== INSTRUCTIONS FOR THE TASK ==
Write each line exactly, from the line that holds "Task: indicate the red painted" through the final line of the material, and no other line.

== RAW RECORDS ==
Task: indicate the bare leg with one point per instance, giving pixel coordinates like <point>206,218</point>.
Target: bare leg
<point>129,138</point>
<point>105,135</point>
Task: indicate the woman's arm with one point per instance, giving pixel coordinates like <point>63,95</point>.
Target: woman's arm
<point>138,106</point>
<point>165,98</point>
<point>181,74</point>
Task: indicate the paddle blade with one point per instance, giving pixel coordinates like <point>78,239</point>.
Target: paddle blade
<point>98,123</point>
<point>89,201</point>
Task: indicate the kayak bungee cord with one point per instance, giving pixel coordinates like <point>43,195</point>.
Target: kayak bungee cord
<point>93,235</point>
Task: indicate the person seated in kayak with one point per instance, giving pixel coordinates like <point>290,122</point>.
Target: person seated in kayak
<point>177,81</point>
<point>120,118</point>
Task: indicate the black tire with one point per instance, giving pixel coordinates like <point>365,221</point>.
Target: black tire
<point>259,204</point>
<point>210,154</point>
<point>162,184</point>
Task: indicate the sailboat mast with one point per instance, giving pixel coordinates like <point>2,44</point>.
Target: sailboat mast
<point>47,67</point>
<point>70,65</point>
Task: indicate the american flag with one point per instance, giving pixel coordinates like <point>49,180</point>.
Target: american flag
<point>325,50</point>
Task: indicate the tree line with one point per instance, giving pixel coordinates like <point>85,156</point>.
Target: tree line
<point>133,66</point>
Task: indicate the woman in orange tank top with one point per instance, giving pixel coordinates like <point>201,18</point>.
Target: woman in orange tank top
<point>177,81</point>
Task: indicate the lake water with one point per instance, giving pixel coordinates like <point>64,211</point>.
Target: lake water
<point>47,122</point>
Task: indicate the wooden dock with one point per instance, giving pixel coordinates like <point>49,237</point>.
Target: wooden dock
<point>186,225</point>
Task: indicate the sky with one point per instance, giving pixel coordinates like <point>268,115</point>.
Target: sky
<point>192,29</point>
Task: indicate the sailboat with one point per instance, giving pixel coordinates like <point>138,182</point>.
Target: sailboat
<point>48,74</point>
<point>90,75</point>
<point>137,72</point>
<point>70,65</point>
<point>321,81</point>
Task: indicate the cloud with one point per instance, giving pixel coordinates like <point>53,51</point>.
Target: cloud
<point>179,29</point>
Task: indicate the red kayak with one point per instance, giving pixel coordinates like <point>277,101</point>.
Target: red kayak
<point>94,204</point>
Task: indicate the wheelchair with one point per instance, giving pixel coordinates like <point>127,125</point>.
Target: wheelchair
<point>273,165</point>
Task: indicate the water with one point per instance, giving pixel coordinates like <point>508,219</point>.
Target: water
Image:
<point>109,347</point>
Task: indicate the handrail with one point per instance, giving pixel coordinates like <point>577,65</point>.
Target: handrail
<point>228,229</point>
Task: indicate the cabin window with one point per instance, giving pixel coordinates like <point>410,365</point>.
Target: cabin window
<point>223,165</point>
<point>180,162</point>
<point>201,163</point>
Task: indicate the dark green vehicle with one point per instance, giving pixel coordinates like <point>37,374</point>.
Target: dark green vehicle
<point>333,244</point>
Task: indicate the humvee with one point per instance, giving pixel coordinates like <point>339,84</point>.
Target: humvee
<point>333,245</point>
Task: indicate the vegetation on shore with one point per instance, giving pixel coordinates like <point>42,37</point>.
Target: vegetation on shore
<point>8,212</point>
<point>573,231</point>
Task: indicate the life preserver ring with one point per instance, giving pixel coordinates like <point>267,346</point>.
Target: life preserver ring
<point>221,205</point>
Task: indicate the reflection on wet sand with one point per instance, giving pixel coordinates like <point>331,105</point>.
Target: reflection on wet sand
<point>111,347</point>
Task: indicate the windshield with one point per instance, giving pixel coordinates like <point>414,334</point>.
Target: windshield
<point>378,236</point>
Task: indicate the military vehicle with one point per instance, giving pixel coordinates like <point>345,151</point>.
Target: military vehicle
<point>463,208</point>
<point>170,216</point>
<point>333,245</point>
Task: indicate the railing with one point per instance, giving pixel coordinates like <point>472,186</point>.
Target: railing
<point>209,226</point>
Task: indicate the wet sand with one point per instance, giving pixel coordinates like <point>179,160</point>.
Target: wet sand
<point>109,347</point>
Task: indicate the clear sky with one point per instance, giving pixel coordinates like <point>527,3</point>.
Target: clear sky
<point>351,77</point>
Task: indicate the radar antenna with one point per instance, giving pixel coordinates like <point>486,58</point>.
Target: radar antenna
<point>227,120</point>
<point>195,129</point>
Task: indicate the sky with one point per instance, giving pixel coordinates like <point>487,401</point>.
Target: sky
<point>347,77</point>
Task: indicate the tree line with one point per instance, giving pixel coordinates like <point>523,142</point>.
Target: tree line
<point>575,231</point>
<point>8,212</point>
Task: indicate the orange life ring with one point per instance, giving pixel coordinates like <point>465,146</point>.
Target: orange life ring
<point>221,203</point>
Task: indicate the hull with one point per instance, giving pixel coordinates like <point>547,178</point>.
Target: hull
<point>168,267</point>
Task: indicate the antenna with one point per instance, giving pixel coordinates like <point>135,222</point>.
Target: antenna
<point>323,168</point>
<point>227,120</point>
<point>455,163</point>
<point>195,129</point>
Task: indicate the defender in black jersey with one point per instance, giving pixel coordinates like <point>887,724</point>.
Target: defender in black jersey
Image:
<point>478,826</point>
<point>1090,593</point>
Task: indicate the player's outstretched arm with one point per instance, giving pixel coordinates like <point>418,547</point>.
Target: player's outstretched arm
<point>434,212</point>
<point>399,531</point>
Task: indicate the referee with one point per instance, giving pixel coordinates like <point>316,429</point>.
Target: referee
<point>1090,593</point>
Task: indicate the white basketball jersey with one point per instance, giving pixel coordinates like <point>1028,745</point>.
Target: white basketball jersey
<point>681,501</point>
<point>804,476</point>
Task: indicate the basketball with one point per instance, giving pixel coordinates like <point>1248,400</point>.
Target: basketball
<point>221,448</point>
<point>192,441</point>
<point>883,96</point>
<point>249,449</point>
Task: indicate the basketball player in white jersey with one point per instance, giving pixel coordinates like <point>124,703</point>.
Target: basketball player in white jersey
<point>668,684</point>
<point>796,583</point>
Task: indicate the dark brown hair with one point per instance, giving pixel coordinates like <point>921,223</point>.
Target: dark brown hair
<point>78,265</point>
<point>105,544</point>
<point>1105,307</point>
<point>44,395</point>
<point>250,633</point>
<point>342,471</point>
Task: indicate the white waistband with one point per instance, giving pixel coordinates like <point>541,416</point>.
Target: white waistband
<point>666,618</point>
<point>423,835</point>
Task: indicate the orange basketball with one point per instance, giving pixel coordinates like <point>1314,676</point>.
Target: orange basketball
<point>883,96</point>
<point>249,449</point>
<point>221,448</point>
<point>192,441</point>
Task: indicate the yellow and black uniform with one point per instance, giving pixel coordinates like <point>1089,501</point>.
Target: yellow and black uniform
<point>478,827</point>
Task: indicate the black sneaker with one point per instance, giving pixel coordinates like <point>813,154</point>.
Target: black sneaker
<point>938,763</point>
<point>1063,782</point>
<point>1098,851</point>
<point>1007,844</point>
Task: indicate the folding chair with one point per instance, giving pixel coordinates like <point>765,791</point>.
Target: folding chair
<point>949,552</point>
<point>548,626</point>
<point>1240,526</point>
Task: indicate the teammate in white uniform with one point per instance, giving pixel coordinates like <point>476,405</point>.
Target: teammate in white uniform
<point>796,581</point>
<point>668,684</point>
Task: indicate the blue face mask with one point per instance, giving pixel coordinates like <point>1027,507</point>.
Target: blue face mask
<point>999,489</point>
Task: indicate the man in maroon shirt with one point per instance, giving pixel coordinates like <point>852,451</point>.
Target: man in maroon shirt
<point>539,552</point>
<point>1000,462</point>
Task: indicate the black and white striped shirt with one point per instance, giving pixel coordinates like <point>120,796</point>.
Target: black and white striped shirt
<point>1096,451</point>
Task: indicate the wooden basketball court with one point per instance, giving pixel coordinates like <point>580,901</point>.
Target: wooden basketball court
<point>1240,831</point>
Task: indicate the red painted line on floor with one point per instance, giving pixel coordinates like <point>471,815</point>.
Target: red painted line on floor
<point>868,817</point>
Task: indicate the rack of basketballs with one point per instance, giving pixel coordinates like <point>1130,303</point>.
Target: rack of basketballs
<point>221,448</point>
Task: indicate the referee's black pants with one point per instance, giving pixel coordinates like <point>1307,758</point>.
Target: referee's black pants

== REPLY TO THE EXERCISE ==
Task: indicate the red painted line on floor with one point per instance, giving pixel coordinates like <point>471,815</point>.
Target: red painted line on floor
<point>868,817</point>
Task: indicate the rack of basketballs with one point per instance, giving pixel coordinates like <point>1130,303</point>.
Target: rack of basketballs
<point>221,448</point>
Task: indicate the referee's black pants with one point per instance, giving pixel coordinates like <point>1307,758</point>.
Target: referee's black pants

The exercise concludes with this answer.